Zadania do wykonania:
1. Wyjaśnij, dlaczego według tekstu o recyklingu treści trzeba go wykorzystywać roztropnie.
2. Wymień wszystkie branże, w których według tekstu o recyklingu treści spotkamy się dziś z powtórnym wykorzystaniem surowców.
3. Kontynuuj tekst o recyklingu treści, zaczynając od miejsca po jego ostatnim zdaniu.

Dokument:
****************

Zmniejsza zużycie energii, wody i pozwala ograniczyć emisję szkodliwych substancji do atmosfery. Jeśli jesteś eko, zapewne już wiesz, że chodzi o recykling. Zielony trend, który kojarzy się z troską o los Planety, zatacza coraz szersze kręgi i sukcesywnie zwiększa „swoje zasięgi”. Obecnie z powtórnym wykorzystaniem surowców spotkamy się w branży spożywczej, modowej oraz… content marketingu. Dzisiaj wyjaśniamy, czym jest recykling treści i jak roztropnie go wykorzystać, żeby nie zaśmiecać przypadkiem wirtualnej przestrzeni. Segregacja contentu, czas start!

****************

Zapisane dane:
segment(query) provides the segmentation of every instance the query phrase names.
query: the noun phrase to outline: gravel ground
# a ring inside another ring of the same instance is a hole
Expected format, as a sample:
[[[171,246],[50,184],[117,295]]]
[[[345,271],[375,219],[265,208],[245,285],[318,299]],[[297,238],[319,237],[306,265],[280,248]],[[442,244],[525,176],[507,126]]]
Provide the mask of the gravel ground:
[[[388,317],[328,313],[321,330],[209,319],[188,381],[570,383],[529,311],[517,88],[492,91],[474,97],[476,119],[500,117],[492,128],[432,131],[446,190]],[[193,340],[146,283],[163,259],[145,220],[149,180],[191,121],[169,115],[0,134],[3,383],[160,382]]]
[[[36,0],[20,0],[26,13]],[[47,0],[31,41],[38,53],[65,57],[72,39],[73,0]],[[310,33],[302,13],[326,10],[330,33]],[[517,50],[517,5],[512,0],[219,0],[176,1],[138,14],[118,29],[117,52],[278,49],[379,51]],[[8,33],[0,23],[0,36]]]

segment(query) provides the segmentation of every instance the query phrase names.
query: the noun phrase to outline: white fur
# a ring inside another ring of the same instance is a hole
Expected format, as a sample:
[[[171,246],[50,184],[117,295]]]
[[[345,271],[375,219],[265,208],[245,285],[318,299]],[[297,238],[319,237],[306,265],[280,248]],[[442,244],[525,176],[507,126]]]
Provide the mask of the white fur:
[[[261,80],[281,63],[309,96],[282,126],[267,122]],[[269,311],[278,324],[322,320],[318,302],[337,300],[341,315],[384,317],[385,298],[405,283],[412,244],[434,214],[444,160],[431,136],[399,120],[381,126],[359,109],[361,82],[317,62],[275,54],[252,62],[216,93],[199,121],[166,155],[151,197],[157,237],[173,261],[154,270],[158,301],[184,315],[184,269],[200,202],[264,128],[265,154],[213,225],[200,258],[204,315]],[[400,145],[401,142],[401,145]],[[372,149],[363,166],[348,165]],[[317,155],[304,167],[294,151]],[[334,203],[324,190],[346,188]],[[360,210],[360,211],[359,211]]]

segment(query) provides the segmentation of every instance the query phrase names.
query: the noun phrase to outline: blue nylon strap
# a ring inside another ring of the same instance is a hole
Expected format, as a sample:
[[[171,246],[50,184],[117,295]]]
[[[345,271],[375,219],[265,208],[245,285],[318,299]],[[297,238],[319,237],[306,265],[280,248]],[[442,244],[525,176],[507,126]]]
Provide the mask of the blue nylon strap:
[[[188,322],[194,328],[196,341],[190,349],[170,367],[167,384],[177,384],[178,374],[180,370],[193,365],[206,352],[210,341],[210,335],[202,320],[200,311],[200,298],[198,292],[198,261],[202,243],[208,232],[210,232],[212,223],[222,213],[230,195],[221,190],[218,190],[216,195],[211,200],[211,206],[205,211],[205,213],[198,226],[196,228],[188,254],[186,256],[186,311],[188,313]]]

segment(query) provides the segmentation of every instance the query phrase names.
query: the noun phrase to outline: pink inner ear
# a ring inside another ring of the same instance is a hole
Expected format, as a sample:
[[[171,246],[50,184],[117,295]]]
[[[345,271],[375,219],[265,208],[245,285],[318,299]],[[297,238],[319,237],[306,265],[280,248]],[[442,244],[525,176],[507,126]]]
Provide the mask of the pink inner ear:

****************

Wyniki zadań:
1. Recykling treści trzeba wykorzystywać roztropnie, żeby przypadkiem nie zaśmiecać wirtualnej przestrzeni.

2.
- branża spożywcza
- branża modowa
- content marketing

3.
Nie musisz wiecznie produkować nowego contentu
Spójrzmy prawdzie w oczy. Nawet jeśli masz milion pomysłów na minutę i zazwyczaj sypiesz nimi z rękawa, a kreatywnością dorównujesz najtęższym umysłom to… najprawdopodobniej przyjdzie moment, w którym na własnej skórze przekonasz się, czym jest syndrom wypalenia czy utrata weny. Może Ci się też przytrafić gorszy dzień, drogę przetnie Ci czarny niczym smoła kot lub najzwyczajniej w świecie wstaniesz lewą nogą. Jak jednak pracować i tworzyć oryginalny content, kiedy nic nie idzie po naszej myśli? Zamiast panikować, wypróbuj recyklingu treści! To prosty trik, który może odmienić Twoje podejście i ograniczyć nadprodukcję… nikomu niepotrzebnego contentu.
Less is more! Zaczynamy oszczędzanie czasu i energii i treści
Na wstępie musimy sobie jeszcze jedno wyjaśnić – jeśli hasło „recykling treści” wywołało u Ciebie gęsią skórkę i pomyślałeś o tym, że będziemy Cię namawiać do duplikowania contentu, spieszymy z zapewnieniem, że jedno z drugim nie ma nic wspólnego. A przynajmniej nie powinno, o ile dobrze wdrożymy ideę opartą na powtórnym wykorzystaniu treści. Sięganie po materiał, który już stworzyłeś, to jedynie sposób na rozsądne zarządzanie swoim czasem i zasobami. Do rzeczy, to czym tak właściwie jest recykling treści?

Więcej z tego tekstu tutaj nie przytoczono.